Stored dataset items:
____
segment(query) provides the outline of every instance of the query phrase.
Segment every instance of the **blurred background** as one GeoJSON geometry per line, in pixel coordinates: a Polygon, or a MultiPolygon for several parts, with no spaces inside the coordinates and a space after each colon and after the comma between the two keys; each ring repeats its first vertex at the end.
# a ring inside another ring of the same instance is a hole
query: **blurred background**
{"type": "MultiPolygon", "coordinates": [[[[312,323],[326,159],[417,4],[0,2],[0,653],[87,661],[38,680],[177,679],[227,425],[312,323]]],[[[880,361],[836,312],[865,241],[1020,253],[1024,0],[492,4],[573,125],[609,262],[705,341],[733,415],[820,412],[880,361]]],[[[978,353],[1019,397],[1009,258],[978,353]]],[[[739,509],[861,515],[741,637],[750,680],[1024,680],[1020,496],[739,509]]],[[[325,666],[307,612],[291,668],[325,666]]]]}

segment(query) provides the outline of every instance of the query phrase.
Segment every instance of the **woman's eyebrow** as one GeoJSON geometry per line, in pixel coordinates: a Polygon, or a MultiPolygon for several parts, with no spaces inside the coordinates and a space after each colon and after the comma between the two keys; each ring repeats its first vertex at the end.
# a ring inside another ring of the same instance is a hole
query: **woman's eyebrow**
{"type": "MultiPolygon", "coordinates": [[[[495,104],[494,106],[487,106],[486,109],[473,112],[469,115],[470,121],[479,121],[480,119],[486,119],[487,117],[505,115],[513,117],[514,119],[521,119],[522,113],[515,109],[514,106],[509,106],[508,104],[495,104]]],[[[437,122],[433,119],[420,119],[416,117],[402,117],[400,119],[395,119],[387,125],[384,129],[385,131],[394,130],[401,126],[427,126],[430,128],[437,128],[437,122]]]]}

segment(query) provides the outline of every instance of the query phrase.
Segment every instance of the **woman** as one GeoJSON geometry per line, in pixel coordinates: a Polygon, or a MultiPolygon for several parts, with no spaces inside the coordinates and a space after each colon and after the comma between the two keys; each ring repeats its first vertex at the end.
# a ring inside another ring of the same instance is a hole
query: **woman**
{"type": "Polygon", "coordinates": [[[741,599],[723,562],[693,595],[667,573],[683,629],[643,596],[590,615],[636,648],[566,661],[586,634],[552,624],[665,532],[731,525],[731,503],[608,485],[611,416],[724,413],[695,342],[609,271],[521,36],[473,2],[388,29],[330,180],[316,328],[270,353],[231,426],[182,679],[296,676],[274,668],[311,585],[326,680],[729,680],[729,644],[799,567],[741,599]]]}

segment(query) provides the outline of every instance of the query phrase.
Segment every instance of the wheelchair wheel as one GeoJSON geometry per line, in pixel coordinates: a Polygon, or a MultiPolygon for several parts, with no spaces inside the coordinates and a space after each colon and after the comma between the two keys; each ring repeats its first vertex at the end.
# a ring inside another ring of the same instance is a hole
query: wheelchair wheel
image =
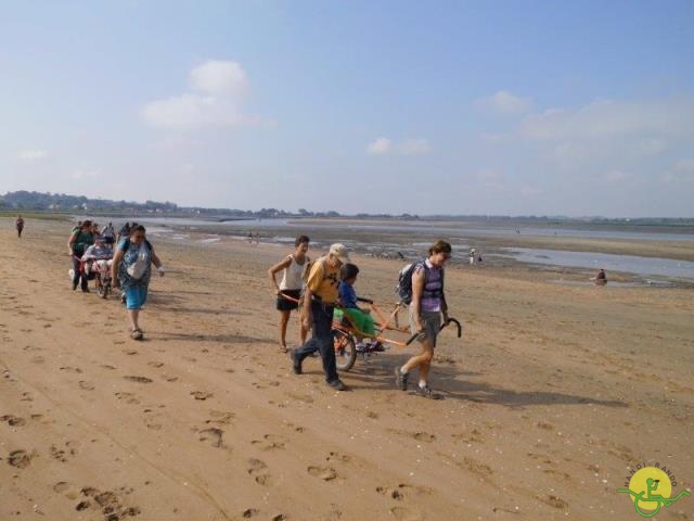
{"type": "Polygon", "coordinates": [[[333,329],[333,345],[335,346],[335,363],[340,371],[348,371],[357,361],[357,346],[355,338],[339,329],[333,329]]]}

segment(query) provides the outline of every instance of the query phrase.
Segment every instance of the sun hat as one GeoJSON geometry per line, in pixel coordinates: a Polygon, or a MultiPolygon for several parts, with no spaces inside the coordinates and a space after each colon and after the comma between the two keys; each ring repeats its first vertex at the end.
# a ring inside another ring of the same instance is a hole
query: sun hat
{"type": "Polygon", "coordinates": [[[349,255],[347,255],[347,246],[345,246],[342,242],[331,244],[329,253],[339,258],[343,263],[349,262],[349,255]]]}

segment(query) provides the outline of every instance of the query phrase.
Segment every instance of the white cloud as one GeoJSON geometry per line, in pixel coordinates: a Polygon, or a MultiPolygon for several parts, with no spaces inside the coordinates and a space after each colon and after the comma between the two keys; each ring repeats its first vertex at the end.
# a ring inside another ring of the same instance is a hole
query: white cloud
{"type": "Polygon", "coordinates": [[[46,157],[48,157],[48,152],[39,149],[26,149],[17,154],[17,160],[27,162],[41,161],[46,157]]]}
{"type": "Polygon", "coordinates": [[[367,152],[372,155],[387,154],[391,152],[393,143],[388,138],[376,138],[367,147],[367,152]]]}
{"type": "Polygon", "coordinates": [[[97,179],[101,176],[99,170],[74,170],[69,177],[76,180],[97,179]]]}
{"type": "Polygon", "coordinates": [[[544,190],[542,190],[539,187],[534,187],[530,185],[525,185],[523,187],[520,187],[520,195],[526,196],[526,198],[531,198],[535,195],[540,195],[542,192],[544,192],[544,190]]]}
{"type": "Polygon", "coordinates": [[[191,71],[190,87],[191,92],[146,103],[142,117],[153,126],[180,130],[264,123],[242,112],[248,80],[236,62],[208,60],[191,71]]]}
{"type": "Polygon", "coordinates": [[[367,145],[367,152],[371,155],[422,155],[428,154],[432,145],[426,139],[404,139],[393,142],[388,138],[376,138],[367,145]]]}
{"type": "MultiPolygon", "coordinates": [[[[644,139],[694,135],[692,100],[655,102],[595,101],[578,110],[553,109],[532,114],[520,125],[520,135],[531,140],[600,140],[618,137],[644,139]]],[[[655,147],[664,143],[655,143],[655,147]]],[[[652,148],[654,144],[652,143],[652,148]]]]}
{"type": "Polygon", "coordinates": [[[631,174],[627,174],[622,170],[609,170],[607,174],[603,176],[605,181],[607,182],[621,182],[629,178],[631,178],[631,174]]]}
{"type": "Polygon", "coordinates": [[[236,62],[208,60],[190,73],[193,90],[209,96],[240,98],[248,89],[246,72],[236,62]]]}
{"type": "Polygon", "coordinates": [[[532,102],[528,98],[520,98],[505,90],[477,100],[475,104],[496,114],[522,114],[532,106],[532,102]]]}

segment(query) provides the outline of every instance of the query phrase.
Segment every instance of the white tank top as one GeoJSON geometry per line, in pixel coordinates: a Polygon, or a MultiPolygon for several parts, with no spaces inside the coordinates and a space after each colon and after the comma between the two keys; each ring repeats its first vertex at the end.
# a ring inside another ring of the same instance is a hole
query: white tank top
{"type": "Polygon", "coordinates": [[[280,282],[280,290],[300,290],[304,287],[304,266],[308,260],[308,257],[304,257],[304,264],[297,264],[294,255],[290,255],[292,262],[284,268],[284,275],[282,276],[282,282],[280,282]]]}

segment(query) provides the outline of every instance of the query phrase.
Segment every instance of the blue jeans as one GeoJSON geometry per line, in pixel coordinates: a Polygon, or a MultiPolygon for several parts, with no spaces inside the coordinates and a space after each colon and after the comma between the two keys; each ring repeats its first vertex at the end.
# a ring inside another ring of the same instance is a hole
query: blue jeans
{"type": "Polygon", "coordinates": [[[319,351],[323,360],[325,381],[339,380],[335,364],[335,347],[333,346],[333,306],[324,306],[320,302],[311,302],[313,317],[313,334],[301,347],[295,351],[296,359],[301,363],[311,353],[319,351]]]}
____
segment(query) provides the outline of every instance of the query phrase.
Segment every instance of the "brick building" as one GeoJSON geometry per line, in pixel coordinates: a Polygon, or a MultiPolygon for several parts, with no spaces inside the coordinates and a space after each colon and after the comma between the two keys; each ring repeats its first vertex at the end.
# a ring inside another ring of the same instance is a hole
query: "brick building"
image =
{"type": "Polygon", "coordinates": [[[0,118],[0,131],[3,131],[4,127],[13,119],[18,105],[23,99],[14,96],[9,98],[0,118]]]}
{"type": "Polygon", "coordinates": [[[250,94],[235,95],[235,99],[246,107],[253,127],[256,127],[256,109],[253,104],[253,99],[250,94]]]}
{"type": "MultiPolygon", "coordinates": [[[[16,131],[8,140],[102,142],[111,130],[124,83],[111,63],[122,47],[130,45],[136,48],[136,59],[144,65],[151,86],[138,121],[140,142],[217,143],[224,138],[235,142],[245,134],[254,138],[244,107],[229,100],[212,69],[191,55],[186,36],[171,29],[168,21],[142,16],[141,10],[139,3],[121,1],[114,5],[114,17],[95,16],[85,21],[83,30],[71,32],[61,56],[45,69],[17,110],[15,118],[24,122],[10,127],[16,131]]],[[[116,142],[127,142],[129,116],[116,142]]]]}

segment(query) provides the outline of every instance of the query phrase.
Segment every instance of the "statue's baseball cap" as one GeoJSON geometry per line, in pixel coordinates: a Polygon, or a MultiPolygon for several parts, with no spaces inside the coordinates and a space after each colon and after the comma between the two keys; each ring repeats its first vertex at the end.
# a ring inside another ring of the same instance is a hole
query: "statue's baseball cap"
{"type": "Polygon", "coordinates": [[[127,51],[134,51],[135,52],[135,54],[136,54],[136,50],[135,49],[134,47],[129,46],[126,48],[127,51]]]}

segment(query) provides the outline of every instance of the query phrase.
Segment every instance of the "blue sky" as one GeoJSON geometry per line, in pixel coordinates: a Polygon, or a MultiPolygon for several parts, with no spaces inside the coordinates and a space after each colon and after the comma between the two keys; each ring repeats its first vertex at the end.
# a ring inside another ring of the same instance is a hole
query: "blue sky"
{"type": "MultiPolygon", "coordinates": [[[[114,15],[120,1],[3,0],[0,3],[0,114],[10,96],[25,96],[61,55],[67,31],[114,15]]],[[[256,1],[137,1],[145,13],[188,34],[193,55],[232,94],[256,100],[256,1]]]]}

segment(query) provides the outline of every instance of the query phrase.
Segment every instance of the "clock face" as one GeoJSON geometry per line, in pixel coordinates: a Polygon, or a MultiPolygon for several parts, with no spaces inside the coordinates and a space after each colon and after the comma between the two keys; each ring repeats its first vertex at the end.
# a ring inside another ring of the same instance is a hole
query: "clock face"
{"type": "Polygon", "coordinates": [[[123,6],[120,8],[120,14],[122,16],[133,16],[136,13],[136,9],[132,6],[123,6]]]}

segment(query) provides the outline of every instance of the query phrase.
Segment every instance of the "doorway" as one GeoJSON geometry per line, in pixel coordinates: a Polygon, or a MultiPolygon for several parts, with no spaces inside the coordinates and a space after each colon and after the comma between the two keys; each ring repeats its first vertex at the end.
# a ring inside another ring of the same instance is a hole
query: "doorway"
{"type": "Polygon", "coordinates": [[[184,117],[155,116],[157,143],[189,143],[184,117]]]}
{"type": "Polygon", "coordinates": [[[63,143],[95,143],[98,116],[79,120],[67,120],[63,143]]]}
____
=== Requirement ===
How many lines of the data above contain the word "wheel"? Reply with only the number.

=== Final result ===
2